* _DESCRIPTION OF THE TASK_: Repeat the material verbatim and drop the pictures.

======== EXCERPTED RECORDS ========

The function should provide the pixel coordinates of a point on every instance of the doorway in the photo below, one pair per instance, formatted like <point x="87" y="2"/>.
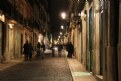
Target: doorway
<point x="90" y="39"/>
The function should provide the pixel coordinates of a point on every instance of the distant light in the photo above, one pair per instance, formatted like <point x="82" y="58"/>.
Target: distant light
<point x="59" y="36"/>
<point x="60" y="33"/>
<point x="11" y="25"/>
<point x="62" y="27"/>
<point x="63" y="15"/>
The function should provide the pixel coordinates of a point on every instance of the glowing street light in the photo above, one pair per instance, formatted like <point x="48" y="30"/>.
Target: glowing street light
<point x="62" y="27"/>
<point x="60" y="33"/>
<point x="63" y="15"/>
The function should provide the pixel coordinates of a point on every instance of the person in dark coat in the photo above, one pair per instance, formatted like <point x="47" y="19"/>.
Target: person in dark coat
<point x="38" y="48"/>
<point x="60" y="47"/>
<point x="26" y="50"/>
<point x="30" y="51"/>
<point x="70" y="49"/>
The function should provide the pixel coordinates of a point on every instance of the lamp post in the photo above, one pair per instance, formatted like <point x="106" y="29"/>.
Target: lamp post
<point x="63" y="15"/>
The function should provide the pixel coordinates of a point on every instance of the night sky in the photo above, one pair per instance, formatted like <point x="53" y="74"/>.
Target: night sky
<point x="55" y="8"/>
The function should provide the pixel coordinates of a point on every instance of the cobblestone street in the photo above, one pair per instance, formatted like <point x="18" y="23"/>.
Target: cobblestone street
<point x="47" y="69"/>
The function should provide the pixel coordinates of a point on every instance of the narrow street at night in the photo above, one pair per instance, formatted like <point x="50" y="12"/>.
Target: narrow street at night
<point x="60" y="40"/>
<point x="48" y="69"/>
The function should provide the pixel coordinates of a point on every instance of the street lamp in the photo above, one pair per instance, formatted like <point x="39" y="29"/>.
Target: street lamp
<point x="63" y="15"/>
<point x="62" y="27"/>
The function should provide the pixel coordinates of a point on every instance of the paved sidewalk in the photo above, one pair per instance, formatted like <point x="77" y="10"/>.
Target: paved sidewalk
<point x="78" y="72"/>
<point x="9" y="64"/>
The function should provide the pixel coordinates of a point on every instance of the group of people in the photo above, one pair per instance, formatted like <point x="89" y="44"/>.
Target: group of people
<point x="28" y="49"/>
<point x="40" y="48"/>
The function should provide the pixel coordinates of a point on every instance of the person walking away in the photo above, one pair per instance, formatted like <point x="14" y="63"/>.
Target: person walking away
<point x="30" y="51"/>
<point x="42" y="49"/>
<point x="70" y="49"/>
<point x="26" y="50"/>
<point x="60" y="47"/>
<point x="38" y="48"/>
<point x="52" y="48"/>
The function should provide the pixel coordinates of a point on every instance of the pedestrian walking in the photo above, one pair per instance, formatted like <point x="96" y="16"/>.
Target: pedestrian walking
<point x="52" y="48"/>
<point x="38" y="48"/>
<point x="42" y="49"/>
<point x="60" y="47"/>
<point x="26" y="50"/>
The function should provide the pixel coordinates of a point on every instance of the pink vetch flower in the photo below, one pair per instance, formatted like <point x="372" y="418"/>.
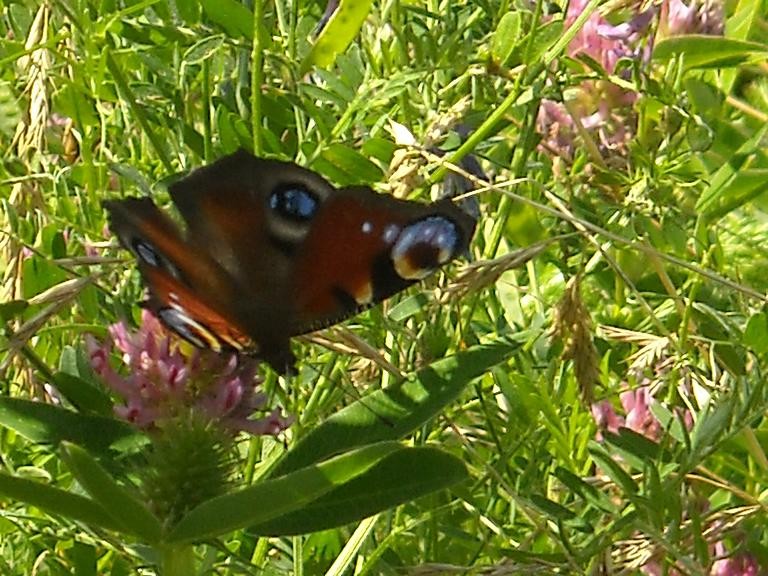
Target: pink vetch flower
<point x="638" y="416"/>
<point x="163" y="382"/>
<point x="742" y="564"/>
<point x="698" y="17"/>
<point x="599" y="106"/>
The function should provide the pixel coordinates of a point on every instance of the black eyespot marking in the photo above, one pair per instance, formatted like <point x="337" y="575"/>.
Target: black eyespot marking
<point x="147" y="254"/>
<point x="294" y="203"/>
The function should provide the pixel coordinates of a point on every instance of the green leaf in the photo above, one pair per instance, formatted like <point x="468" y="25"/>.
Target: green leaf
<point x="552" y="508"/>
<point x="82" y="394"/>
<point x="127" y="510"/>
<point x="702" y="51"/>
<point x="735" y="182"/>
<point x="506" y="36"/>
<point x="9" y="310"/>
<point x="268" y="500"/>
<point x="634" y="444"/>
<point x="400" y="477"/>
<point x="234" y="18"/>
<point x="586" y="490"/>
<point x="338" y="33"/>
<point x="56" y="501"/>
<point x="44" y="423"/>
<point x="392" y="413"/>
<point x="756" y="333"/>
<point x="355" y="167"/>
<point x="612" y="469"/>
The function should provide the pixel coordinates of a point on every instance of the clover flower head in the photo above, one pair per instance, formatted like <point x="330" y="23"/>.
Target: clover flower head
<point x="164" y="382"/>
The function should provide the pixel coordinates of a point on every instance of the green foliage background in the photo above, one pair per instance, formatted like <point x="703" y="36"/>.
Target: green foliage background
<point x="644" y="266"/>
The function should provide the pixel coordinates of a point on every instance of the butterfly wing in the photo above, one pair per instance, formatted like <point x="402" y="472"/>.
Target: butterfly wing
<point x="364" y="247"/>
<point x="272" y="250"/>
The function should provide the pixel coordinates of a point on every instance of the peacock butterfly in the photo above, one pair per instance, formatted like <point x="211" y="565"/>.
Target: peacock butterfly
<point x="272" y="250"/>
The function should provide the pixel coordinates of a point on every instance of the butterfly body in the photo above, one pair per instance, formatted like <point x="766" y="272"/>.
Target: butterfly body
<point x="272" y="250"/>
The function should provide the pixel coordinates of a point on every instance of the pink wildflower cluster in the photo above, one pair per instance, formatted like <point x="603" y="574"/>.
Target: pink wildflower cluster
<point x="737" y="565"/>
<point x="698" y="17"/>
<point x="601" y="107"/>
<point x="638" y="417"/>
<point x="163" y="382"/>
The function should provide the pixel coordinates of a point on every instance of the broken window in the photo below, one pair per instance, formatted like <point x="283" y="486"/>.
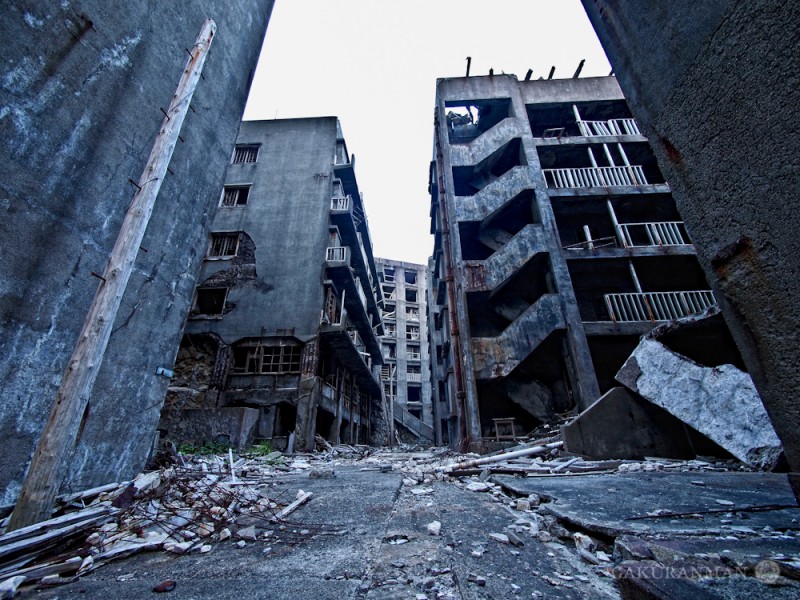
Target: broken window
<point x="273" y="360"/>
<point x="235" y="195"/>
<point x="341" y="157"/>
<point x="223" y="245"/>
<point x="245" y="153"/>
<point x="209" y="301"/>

========

* _EXERCISE ANSWER_:
The function should provide the pixel coordinates of a point on every instance of the doorway in the photo below, one pair per instance, formatted like <point x="87" y="2"/>.
Target: doorway
<point x="90" y="39"/>
The function should provide the pixel coordinates of a point on every instance of the distant light in the photo above, one pair per instance, formatted like <point x="82" y="58"/>.
Target: distant light
<point x="59" y="36"/>
<point x="60" y="33"/>
<point x="11" y="25"/>
<point x="62" y="27"/>
<point x="63" y="15"/>
The function should provide the pixel coordinates of a point on every instance of the glowing street light in the photo above, one pair per instance, formatted like <point x="48" y="30"/>.
Target: glowing street light
<point x="62" y="27"/>
<point x="60" y="33"/>
<point x="63" y="15"/>
The function should provide the pixel coordinates of a point on every instance of the person in dark coat in the photo above, one pair per instance, formatted like <point x="47" y="19"/>.
Target: person in dark coat
<point x="38" y="48"/>
<point x="60" y="47"/>
<point x="26" y="50"/>
<point x="30" y="51"/>
<point x="70" y="49"/>
The function should provide the pixel coordinates of a point on every instance of the lamp post in the photo above, one pair per instance, formatted like <point x="106" y="29"/>.
Target: lamp post
<point x="63" y="15"/>
The function should provide the pixel coordinates of a point on every instance of the night sky in the photo above, one pair per instance, formatted like <point x="53" y="74"/>.
Target: night sky
<point x="55" y="8"/>
The function should provide the pixel coordinates of a point on every instance of the cobblestone street in the photo above, one pair per instance, formatted like <point x="18" y="23"/>.
Target: cobblestone street
<point x="47" y="69"/>
The function should provide the pixel coordinates of a point on every instance of the narrow street at night in the photo above, one pair per instance, formatted like <point x="50" y="12"/>.
Target: narrow street at night
<point x="60" y="40"/>
<point x="48" y="69"/>
The function should provide the pixel coordinates of a point on every instance of the street lamp in the photo above, one pair per instance, formatted like <point x="39" y="29"/>.
Target: street lamp
<point x="63" y="15"/>
<point x="62" y="27"/>
The function should provide the pixel coordinates of a point on every instance of the paved sidewalk in the photo above, one pair per instance, formatted like <point x="77" y="10"/>.
Target: paved sidewalk
<point x="78" y="72"/>
<point x="9" y="64"/>
The function should provide the pixel coordinates of a point on every instance of the group of people in the photo above, one pair per instance, formatted like <point x="89" y="44"/>.
Target: group of people
<point x="28" y="49"/>
<point x="40" y="48"/>
The function should provide the pixel coordinates of a point on every instance of the person walking away in the photo above, one pair per instance, formatted like <point x="14" y="63"/>.
Target: person walking away
<point x="30" y="51"/>
<point x="42" y="49"/>
<point x="70" y="49"/>
<point x="26" y="50"/>
<point x="60" y="47"/>
<point x="38" y="48"/>
<point x="52" y="48"/>
The function should provide the pixel coordinates of a point on every instance of the pedestrian walking in the photo above, one pair per instance, formatted like <point x="96" y="16"/>.
Target: pedestrian walking
<point x="52" y="48"/>
<point x="38" y="48"/>
<point x="42" y="49"/>
<point x="60" y="47"/>
<point x="26" y="50"/>
The function should provide the pixel coordinates of a point on every instance of the pink vetch flower in the photo below, one pair per instance, formatted like <point x="372" y="418"/>.
Target: pink vetch flower
<point x="638" y="416"/>
<point x="163" y="382"/>
<point x="742" y="564"/>
<point x="698" y="17"/>
<point x="599" y="106"/>
The function should provide the pixel coordinates of a point on every instance of the black eyespot marking in the photo above, one pair per instance, formatted like <point x="337" y="575"/>.
Target: black eyespot marking
<point x="147" y="254"/>
<point x="294" y="203"/>
The function should provide the pixel coordinates of a point on every instance of the green leaf in the photo above, one pair per instance, formatted like <point x="468" y="25"/>.
Target: green leaf
<point x="552" y="508"/>
<point x="82" y="394"/>
<point x="127" y="510"/>
<point x="702" y="51"/>
<point x="735" y="182"/>
<point x="506" y="36"/>
<point x="9" y="310"/>
<point x="268" y="500"/>
<point x="634" y="444"/>
<point x="400" y="477"/>
<point x="234" y="18"/>
<point x="586" y="490"/>
<point x="338" y="33"/>
<point x="56" y="501"/>
<point x="44" y="423"/>
<point x="392" y="413"/>
<point x="756" y="333"/>
<point x="355" y="167"/>
<point x="612" y="469"/>
The function should provide the pixel coordinates of a point on every instance of the clover flower head in the photo above, one pair per instance, formatted like <point x="330" y="23"/>.
Target: clover flower head
<point x="164" y="382"/>
The function should provide the pixel coordinates of a point on every instance of the green foliage background in the photo above, one pair per instance, formatted like <point x="703" y="36"/>.
Target: green foliage background
<point x="644" y="266"/>
The function should provide the pixel coordinates of a point on every instance of the butterfly wing in the photo above, one pair per instance, formatted like <point x="402" y="472"/>.
Target: butterfly wing
<point x="364" y="247"/>
<point x="272" y="250"/>
The function should provide the pixel coordinates of a point on every instance of the peacock butterfly in the photo above, one pair per instance, formatted like <point x="211" y="565"/>.
Target: peacock butterfly
<point x="272" y="250"/>
The function should provide the pixel coordinates of a point on every instance of the butterfly body in the photo above, one pair per instance, formatted like <point x="766" y="272"/>.
Target: butterfly body
<point x="272" y="250"/>
The function should provide the pixel coordinates of a point on every instance of the pink wildflower cluster in the photo above, one pair per instance, formatted like <point x="603" y="574"/>.
Target: pink wildflower cluster
<point x="737" y="565"/>
<point x="698" y="17"/>
<point x="601" y="107"/>
<point x="638" y="417"/>
<point x="163" y="382"/>
The function should provide the pixel coordinates of a point on every instance of the broken window in the photo below, one pair per instance, formatted like <point x="283" y="486"/>.
Target: broken window
<point x="273" y="360"/>
<point x="235" y="195"/>
<point x="341" y="157"/>
<point x="223" y="245"/>
<point x="245" y="153"/>
<point x="209" y="301"/>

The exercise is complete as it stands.